● Problem requirements
Below are records to transcribe in full and unchanged; omit every picture.

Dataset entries
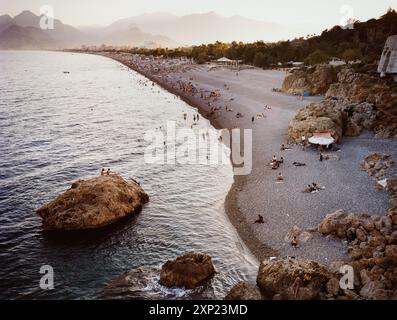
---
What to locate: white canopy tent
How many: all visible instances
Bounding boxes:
[308,132,335,146]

● Problem solution
---
What to locate: white canopy tent
How many: all visible instances
Bounding boxes:
[308,132,335,146]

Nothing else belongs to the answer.